::: Given text

Telling My Friends About My Depression Saved My Life
Ask anyone living with a mental illness and most will agree with you on this: Talking about your illness isn’t easy. And if you live, in particular, with major depressive disorder (MDD) or a similar illness (like bipolar disorder), I find it’s particularly hard to talk about your disease because your depression can be a chronic liar. It tells you you’re the only person who feels this way, even though 264 million people worldwide live with depression. It tells you it’s your fault for being depressed in the first place, as if you had a choice in the matter. It tells you you’re not good enough or deserving of support and you should just live with this illness in silence. It even tells you you’re not really depressed; you’re just faking it, not trying hard enough or just plain lazy.
So much of the struggling I experienced due to depression was largely out of my control. I certainly wouldn’t have asked to have this illness if I had a choice. But some of my struggle was unnecessary — perhaps, most importantly, the secretive nature in which I hid my depression from the rest of the world, including my closet friends.
Again, I won’t say it’s easy to go up to someone and tell them you are living with a highly stigmatized mental illness. However, it’s just as hard, if not harder, to struggle with your disease in silence. To have a serious, chronic disease that affects you day-to-day and not tell anyone feels like drowning underwater without a lifeguard. You need someone to lift you upstream, support you and remind you you’re not alone.
It wasn’t so much that I didn’t trust my friends to tell them how I felt as I felt a deep sense of shame from having my diseases. Depression told me all the lies listed above and more, making me retreat into myself and separating myself far away from those I cared about. There were many times I desperately wanted to tell people, or just have them look at me and be able to tell I wasn’t OK, despite of what I said. But the courage wasn’t there, and because of that, I stayed quiet for many years.
Not telling my friends about my depression was a mistake. And it was a nearly deadly mistake at that. Self-isolation is all-consuming. It worsens your feelings of self-hatred and cuts you off from the rest of the world. You worry people will think you are “crazy” because you might really believe you are “crazy” yourself. Feeling lonely is never a good feeling. If you don’t reach out, you’ll probably never get help and often, you’ll only sink. Or, in my case, succumb to self-harm and suicidal ideation, and possibly even suicide itself.
But you can stop the cycle. Depression thrives off of isolation, so you should do the exact opposite of that. Physically distancing during a pandemic is not the same as emotionally distancing yourself from people. Call a friend you haven’t seen in a while on the phone. Text someone. Do a video chat with some people. Message one another on social media, send emails, handwritten letters or whatever you can to get into contact with the ones you love. Do what you can to not stay isolated.

::::::
::: Data

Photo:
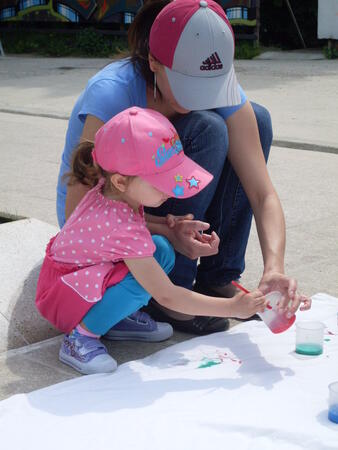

::::::

-- Instructions for the task --
Rewrite the stretch of the depression essay from "Again, I won’t" through "you’re not alone.", replacing "lifeguard" with "rescuer".

-- Response area --
Again, I won’t say it’s easy to go up to someone and tell them you are living with a highly stigmatized mental illness. However, it’s just as hard, if not harder, to struggle with your disease in silence. To have a serious, chronic disease that affects you day-to-day and not tell anyone feels like drowning underwater without a rescuer. You need someone to lift you upstream, support you and remind you you’re not alone.